PROVIDED MATERIAL -
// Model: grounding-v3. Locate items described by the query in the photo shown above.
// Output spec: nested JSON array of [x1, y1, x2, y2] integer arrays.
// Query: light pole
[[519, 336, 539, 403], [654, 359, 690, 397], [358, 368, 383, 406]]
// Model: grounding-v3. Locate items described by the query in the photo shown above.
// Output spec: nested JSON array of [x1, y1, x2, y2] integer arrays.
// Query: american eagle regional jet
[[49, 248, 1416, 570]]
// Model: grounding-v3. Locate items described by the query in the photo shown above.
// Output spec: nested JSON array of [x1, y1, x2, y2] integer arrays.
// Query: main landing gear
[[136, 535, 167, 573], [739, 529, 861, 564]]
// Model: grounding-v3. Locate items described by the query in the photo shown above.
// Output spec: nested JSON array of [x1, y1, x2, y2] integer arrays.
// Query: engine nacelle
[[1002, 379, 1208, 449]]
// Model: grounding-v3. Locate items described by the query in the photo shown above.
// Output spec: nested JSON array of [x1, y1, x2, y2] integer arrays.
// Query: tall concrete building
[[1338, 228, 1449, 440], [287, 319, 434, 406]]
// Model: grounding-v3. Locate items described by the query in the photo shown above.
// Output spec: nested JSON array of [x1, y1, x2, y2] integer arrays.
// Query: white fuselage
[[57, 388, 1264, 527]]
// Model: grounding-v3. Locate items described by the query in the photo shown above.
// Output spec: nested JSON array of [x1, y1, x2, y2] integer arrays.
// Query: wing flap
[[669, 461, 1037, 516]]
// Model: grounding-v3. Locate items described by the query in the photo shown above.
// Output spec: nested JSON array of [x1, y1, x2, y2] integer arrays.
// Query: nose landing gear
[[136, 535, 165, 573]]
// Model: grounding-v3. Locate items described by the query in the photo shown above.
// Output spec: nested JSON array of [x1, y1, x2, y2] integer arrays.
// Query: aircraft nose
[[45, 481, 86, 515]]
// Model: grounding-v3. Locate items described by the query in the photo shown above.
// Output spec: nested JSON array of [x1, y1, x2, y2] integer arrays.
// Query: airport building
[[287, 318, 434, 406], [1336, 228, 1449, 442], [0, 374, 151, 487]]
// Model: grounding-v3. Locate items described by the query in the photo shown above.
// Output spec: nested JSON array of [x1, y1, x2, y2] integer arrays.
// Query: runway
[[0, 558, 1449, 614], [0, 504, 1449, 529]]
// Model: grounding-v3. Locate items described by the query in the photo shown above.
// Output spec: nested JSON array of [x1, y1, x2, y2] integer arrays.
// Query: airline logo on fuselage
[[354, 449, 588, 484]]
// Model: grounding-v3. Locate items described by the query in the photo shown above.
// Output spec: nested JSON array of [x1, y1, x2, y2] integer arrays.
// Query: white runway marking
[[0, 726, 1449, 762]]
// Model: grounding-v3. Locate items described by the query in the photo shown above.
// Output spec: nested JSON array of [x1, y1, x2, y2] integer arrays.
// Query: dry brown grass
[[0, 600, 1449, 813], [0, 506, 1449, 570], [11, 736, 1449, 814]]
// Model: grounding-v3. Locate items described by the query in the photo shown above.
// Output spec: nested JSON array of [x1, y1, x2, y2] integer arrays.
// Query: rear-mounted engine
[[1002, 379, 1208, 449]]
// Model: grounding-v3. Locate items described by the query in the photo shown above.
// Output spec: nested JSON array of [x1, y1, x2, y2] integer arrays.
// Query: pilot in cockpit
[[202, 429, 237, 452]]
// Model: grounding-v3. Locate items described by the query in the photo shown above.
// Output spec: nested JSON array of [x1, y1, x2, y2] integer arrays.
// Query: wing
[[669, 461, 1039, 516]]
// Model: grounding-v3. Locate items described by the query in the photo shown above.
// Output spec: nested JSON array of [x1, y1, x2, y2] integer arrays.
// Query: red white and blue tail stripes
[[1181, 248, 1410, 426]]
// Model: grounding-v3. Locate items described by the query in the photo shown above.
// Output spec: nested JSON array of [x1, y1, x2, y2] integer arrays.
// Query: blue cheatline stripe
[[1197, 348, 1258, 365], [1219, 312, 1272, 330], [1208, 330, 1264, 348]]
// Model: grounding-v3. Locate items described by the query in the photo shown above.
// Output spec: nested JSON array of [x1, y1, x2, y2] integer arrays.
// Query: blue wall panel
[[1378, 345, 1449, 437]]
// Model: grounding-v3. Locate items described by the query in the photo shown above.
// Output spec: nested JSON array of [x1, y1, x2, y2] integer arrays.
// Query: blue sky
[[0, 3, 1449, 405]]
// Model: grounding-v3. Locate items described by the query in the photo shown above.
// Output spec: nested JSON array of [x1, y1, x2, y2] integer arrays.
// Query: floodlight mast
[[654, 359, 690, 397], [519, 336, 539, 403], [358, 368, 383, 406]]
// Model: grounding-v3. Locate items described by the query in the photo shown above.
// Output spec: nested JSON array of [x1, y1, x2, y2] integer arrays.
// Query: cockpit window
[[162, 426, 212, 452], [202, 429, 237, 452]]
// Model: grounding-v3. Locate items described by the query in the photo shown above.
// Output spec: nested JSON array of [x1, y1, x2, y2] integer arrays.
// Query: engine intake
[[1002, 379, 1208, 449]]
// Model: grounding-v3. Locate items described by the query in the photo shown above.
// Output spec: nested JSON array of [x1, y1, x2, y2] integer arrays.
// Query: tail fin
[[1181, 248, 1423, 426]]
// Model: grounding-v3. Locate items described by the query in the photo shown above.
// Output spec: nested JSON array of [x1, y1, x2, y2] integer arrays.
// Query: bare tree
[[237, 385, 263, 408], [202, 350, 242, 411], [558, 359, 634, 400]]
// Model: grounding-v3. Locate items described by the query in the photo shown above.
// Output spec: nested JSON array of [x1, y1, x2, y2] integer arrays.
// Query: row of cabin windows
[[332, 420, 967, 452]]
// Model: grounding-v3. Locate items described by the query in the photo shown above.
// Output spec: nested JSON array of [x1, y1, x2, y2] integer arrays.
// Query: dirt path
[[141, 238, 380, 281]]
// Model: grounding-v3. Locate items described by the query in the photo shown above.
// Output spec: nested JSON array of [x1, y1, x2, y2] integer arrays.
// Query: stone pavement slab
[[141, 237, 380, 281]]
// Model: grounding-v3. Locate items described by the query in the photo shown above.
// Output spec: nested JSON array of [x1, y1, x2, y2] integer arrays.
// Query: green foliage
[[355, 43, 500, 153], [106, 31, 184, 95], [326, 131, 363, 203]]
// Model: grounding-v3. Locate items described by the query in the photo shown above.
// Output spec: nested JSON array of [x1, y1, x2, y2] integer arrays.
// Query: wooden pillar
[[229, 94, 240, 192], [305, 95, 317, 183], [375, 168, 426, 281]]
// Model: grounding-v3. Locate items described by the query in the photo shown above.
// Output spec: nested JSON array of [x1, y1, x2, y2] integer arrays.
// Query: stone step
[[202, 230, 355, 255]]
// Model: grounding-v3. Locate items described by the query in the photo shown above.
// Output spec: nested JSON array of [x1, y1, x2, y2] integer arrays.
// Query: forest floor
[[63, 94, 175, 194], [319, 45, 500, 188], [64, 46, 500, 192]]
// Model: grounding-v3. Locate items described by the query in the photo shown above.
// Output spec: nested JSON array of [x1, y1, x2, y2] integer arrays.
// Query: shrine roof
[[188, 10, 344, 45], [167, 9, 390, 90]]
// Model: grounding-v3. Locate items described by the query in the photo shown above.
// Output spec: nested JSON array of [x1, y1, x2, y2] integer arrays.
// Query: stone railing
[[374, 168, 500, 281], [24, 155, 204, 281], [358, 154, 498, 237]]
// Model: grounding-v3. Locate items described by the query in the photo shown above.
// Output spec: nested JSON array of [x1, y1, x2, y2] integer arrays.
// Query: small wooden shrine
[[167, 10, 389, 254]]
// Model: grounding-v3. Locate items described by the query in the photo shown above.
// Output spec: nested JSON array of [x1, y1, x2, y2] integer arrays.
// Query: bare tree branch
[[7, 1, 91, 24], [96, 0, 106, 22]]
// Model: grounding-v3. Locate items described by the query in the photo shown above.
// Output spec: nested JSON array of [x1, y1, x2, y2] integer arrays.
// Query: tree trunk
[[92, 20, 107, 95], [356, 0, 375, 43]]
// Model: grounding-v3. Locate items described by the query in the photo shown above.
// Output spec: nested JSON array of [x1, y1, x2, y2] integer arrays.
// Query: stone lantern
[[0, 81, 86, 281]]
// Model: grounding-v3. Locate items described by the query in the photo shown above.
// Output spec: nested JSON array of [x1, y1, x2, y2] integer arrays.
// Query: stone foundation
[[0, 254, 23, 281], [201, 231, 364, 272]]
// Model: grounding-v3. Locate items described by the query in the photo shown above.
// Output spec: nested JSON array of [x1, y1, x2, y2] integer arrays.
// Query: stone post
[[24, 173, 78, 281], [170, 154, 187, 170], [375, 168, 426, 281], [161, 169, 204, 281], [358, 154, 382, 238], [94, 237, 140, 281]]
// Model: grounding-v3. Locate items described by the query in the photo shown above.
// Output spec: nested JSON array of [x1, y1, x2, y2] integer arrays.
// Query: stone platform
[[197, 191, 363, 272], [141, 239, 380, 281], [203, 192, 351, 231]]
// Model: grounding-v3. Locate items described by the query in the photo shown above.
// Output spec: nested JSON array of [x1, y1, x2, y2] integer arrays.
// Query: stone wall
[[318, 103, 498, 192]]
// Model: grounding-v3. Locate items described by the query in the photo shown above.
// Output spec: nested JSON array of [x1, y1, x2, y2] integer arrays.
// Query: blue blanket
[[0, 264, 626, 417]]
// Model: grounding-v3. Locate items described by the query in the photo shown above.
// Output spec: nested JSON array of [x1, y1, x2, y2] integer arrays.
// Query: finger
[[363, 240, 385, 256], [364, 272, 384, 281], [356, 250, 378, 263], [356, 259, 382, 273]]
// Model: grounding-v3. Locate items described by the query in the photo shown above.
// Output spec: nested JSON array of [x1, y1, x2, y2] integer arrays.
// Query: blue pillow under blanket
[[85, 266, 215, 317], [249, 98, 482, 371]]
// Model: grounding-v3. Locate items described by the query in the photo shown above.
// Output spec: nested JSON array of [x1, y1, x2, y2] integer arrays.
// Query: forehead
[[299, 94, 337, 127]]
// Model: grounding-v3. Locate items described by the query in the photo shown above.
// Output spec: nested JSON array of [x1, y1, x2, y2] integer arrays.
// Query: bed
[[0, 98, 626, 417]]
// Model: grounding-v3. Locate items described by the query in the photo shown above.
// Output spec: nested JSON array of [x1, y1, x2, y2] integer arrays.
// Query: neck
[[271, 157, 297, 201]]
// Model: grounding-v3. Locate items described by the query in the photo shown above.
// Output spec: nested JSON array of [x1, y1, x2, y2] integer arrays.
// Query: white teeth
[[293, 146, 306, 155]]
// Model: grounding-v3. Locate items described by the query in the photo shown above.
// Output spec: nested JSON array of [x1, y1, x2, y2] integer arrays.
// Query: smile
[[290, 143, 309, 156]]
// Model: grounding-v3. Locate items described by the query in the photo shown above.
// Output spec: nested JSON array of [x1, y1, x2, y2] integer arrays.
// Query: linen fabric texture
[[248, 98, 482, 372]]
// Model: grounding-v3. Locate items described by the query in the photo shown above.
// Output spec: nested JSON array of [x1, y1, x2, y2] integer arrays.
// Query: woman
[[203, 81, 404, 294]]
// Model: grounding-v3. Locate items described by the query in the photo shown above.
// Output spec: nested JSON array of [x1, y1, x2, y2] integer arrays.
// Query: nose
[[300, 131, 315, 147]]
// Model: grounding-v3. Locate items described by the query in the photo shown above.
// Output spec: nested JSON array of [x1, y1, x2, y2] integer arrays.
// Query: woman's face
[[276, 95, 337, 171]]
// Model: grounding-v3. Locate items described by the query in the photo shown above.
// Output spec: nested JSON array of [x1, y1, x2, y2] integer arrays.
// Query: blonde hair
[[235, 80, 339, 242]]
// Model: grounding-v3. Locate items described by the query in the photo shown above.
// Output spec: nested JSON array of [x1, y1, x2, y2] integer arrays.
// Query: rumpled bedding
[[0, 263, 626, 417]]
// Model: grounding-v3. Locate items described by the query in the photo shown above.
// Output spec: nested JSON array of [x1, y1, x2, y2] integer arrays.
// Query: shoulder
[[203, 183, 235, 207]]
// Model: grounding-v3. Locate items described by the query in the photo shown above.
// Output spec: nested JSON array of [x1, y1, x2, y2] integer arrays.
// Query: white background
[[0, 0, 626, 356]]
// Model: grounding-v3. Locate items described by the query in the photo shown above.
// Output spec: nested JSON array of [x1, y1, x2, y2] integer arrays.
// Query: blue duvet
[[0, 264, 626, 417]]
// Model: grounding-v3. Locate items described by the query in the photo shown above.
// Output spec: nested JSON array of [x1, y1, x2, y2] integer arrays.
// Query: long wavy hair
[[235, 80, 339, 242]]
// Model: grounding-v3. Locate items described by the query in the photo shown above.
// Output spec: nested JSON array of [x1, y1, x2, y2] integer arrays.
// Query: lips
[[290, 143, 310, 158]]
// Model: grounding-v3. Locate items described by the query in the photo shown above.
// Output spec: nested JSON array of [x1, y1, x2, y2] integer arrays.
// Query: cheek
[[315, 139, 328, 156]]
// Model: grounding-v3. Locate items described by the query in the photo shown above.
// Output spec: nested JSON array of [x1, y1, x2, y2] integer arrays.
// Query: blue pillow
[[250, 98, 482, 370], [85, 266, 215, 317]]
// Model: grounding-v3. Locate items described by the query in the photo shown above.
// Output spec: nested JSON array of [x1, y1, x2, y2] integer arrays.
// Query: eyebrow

TASK REQUIREMENTS -
Rescale the listing from its first line through the line containing "[[49, 248, 1416, 570]]", reproducing every line in that span and altering only the bounding-box coordinates in the answers. Multiply each coordinate by 0.85 and round it to a whole number, with halves rounded up.

SOLUTION FOR THIS PROBLEM -
// Model: grounding-v3. Locate items described by the query in the photo shown above.
// Output spec: nested JSON array of [x1, y1, x2, y2] integer arrays.
// Query: light pole
[[441, 286, 458, 343], [556, 305, 587, 337], [304, 313, 326, 345]]
// Model: grounding-v3. Locate items described by the query in the photo shown above.
// Output spec: nested JSON array of [x1, y1, x2, y2] integer arrays.
// Query: american eagle regional jet
[[42, 211, 1204, 485]]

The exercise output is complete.